(Records excerpted from a collection)
--- begin ---
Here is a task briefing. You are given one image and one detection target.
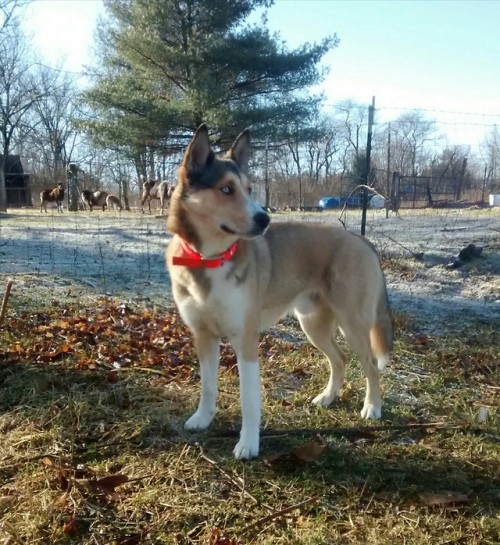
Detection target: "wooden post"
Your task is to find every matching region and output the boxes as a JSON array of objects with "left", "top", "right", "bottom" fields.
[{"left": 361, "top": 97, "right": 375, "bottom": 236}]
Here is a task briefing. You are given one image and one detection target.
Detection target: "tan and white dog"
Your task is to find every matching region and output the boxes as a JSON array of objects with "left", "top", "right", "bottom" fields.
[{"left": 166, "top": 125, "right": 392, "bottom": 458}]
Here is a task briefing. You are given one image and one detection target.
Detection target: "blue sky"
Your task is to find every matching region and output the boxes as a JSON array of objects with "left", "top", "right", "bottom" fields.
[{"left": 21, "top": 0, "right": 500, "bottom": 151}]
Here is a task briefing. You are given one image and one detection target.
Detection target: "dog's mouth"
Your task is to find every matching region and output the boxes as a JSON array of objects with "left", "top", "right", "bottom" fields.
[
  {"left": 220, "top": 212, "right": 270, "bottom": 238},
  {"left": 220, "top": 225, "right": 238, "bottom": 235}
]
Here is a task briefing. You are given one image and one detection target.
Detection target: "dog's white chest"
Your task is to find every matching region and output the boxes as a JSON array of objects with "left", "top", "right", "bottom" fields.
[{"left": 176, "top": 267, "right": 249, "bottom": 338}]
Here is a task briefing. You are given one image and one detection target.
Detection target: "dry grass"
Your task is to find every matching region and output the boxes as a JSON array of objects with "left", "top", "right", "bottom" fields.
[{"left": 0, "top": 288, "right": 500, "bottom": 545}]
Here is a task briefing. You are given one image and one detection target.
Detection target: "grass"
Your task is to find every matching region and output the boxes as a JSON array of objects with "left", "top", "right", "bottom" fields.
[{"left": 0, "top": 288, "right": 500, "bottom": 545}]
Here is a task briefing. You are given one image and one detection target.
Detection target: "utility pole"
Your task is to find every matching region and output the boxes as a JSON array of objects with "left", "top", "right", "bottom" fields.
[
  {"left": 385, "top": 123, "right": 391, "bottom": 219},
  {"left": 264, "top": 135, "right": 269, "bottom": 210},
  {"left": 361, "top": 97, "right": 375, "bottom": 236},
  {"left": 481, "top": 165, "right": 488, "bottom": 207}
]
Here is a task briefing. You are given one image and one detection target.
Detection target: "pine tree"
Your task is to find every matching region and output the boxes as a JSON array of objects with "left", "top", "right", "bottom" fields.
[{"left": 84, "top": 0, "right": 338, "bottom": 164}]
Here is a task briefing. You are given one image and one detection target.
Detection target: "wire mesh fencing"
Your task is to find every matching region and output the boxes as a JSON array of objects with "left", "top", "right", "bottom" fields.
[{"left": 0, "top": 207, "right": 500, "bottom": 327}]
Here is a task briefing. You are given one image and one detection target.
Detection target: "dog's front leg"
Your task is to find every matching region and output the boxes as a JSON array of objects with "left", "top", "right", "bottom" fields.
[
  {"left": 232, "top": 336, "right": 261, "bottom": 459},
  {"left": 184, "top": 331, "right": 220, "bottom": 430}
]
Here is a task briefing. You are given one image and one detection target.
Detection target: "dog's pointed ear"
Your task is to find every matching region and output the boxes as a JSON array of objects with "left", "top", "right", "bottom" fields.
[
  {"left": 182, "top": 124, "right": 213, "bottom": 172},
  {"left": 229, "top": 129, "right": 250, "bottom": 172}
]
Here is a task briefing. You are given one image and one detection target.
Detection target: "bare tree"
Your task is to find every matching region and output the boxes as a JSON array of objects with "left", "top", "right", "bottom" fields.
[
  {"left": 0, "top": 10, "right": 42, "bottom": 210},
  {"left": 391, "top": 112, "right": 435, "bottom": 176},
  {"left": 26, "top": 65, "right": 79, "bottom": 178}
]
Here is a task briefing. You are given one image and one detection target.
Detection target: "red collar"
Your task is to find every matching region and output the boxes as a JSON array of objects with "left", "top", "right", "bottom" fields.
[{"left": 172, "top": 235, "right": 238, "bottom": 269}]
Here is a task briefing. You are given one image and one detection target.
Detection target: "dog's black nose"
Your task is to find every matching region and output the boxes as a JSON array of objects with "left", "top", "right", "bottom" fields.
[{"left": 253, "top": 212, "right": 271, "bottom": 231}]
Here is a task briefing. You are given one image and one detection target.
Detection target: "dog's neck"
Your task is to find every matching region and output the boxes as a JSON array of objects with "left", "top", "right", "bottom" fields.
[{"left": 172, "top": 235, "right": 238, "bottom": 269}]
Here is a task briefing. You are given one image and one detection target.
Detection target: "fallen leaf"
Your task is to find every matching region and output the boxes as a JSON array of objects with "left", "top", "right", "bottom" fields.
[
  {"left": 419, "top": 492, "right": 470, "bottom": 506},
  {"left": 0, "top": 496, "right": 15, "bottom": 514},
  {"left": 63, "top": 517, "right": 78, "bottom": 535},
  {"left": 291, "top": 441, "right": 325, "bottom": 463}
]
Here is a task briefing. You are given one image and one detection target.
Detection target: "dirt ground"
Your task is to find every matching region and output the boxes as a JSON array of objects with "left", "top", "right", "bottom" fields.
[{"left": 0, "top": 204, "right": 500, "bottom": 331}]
--- end ---
--- begin ---
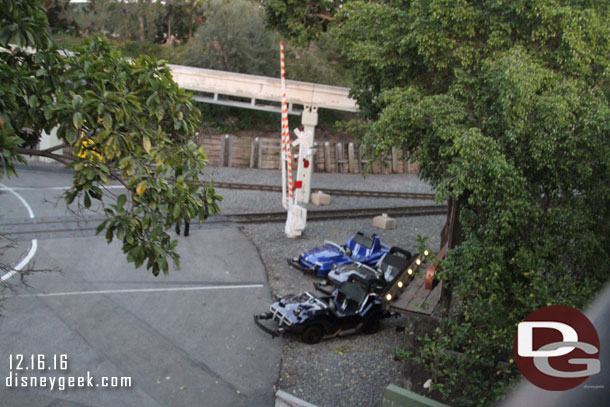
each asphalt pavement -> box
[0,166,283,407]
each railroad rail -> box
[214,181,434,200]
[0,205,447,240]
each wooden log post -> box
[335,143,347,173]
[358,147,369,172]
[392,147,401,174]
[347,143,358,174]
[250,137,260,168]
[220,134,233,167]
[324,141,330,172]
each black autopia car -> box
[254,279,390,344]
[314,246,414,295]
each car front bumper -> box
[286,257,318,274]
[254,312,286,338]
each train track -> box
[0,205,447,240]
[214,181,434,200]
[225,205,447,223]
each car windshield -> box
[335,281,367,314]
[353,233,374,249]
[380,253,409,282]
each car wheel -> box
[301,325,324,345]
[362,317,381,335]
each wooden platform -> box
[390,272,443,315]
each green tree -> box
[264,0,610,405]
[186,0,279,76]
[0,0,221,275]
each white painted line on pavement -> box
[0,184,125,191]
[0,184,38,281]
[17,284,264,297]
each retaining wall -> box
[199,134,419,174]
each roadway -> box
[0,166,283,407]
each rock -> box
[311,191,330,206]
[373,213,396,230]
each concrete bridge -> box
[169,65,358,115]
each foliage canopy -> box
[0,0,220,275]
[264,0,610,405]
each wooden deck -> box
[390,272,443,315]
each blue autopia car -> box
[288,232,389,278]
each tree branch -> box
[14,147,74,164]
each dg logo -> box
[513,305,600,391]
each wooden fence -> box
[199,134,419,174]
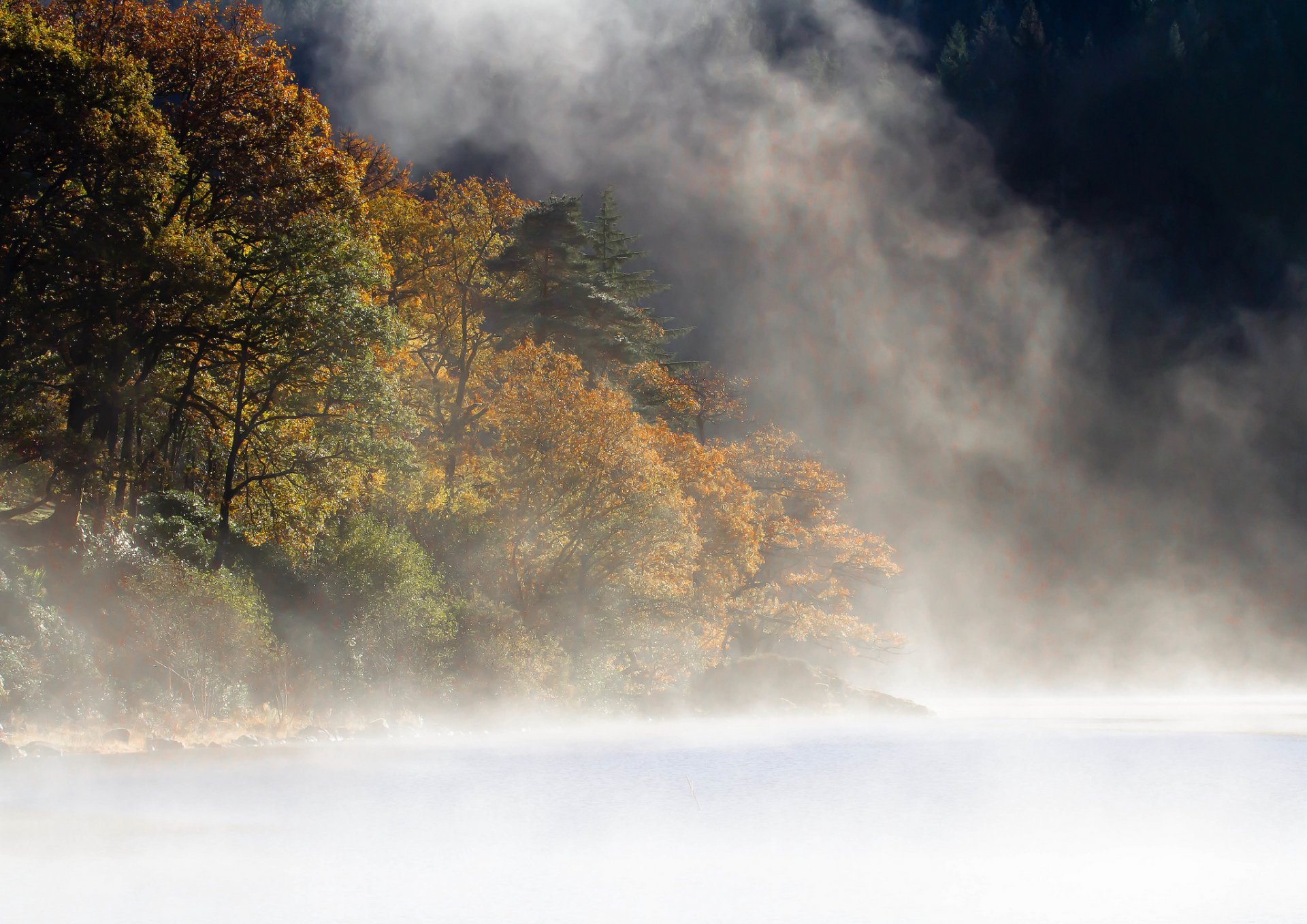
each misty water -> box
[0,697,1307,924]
--- end ---
--- begin ---
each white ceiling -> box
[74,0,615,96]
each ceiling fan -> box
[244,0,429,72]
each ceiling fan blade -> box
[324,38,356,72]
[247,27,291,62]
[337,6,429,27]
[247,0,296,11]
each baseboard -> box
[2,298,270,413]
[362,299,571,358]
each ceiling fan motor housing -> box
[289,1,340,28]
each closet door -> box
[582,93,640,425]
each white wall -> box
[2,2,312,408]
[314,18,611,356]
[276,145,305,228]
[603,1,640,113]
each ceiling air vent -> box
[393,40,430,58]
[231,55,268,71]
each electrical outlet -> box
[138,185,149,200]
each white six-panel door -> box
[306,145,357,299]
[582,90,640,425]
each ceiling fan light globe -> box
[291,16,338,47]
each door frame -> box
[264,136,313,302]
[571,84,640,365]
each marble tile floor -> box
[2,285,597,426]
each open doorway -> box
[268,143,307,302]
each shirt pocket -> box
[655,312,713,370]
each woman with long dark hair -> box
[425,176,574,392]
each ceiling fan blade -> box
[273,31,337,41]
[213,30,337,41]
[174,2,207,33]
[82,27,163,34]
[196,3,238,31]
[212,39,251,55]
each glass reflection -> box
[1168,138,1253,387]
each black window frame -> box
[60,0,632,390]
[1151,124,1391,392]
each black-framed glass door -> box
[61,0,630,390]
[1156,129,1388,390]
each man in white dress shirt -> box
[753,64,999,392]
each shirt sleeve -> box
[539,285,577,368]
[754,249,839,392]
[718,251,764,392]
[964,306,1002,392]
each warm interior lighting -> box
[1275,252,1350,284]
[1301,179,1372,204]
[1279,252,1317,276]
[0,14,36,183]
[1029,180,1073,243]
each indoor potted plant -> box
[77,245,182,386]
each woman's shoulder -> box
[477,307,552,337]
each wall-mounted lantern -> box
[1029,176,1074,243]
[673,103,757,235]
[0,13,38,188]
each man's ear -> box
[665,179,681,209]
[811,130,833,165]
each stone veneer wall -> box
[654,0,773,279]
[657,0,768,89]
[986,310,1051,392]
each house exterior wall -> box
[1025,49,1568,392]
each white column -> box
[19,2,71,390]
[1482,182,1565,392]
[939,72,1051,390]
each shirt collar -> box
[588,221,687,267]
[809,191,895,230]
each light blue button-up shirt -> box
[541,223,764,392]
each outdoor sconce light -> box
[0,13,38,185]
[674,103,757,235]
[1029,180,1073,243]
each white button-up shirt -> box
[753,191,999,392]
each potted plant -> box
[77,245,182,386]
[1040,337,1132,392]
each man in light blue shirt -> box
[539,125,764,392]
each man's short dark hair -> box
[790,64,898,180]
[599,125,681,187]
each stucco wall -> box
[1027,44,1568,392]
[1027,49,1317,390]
--- end ---
TASK REQUIREMENTS:
Reproduce the listing from the line with "each white painted line on pavement -> box" to the line with "[14,147,74,164]", switching "retaining wall" to "stone wall" and leaving everything else as it stands.

OUTPUT FOR THIS TASK:
each white painted line on pavement -> box
[0,184,125,191]
[0,184,38,281]
[17,284,264,297]
each stone wall -> box
[199,134,419,174]
each roadway -> box
[0,166,283,407]
each rock -> box
[311,191,330,206]
[373,213,396,230]
each concrete bridge -> box
[169,65,358,115]
each foliage canopy -> box
[0,0,220,275]
[264,0,610,405]
each wooden deck -> box
[390,272,443,315]
each blue autopia car -> box
[288,232,389,278]
each tree branch -> box
[14,147,74,164]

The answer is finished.